**AIM OF THE TASK:**
Can the data below be set down again exactly, line for line?

══ INPUT MATERIAL ══

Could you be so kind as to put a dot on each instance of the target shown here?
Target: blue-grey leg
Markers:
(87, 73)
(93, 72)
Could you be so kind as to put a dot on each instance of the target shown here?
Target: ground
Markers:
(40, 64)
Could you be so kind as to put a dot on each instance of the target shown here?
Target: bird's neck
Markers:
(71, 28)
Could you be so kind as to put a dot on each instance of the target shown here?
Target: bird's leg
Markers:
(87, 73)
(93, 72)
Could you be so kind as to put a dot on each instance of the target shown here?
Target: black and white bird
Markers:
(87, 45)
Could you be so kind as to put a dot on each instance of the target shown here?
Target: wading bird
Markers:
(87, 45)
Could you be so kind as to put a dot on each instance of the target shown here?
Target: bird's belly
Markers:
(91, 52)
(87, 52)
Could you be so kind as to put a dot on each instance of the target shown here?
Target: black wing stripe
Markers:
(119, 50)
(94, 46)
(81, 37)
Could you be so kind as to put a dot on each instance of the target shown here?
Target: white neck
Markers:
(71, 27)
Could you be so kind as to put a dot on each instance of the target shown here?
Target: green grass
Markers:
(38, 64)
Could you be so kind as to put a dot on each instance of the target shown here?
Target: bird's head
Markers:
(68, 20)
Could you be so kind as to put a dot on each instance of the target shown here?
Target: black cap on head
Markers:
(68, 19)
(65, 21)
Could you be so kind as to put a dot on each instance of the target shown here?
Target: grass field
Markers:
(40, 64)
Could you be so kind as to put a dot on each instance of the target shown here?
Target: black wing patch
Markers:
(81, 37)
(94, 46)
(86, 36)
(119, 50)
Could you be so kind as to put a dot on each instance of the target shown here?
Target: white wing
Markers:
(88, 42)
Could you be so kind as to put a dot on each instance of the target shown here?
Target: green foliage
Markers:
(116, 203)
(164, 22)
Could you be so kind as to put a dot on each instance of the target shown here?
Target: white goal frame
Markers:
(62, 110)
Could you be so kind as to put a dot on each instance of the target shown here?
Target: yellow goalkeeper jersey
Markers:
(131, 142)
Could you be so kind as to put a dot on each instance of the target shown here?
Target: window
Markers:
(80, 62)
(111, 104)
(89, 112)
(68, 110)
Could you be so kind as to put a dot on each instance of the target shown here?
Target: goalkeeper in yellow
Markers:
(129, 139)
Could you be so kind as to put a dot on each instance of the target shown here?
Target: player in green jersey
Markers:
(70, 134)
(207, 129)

═══

**COMPLETE RESPONSE:**
Could you be so kind as to put a dot on each instance of the target shown here?
Target: blue-grey leg
Markers:
(87, 73)
(93, 72)
Could you be so kind as to put a dot on each instance of the target shown here?
Target: ground
Markers:
(40, 64)
Could you be so kind as to put a dot on each instance of the target shown here?
Target: bird's neck
Markers:
(71, 28)
Could you be so kind as to put a dot on each instance of the target shown here?
Target: bird's leg
Markers:
(87, 73)
(93, 72)
Could you be so kind as to put a dot on each instance of the target shown here?
Target: black and white bird
Markers:
(87, 45)
Could you be so kind as to put a dot on each instance of the target shown here?
Target: wading bird
Markers:
(87, 45)
Could you be so kind as to put a dot on each instance of the target shown here?
Target: bird's belly
Markers:
(91, 52)
(87, 52)
Could you be so kind as to put a dot on each instance of the target shown here?
Target: black wing stripe
Markers:
(119, 50)
(94, 46)
(81, 37)
Could you be so kind as to put a dot on each instance of the target shown here?
Target: white neck
Markers:
(71, 27)
Could you be so kind as to put a dot on each instance of the target shown here?
Target: green grass
Markers:
(38, 64)
Could you be so kind as to put a dot on each instance of the target shown here?
Target: bird's head
Markers:
(68, 20)
Could you be so kind as to put a dot on each instance of the target shown here?
Target: black cap on head
Markers:
(68, 19)
(65, 21)
Could you be so kind as to put a dot on each instance of the target shown here?
Target: grass field
Markers:
(40, 64)
Could you be so kind as to put a dot on each instance of the target shown here?
Target: black wing patch
Markers:
(81, 37)
(94, 46)
(86, 36)
(119, 50)
Could you be so kind as to put a dot on each instance of the target shown here?
Target: white wing
Markers:
(88, 42)
Could you be so kind as to put a dot on each instance of the target shown here?
Target: green foliage
Markers:
(116, 203)
(164, 22)
Could you be so kind as to put a dot on each instance of the target shown here?
Target: white goal frame
Markers:
(62, 110)
Could you be so kind as to put a dot on each instance of the target shown here?
Target: yellow goalkeeper jersey
Markers:
(131, 142)
Could you be so kind as to put a dot on each instance of the target shown here?
Target: window
Markers:
(80, 62)
(111, 104)
(89, 112)
(68, 110)
Could you be so kind as to put a dot on each instance of the target shown here?
Target: goalkeeper in yellow
Markers:
(129, 139)
Could you be so kind as to put a dot on each instance of the target shown here?
Target: player in green jersey
Markers:
(70, 134)
(207, 129)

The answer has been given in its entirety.